=== Begin Enclosure ===

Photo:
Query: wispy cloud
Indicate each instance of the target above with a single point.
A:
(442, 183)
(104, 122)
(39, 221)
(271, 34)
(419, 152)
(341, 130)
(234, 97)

=== End Enclosure ===

### Requirement
Your response should consist of the full listing, repeated exactly.

### Solved exercise
Photo:
Query: wispy cloud
Indicate each instance of the target above with a single point.
A:
(442, 183)
(104, 122)
(39, 221)
(271, 34)
(419, 152)
(341, 130)
(234, 97)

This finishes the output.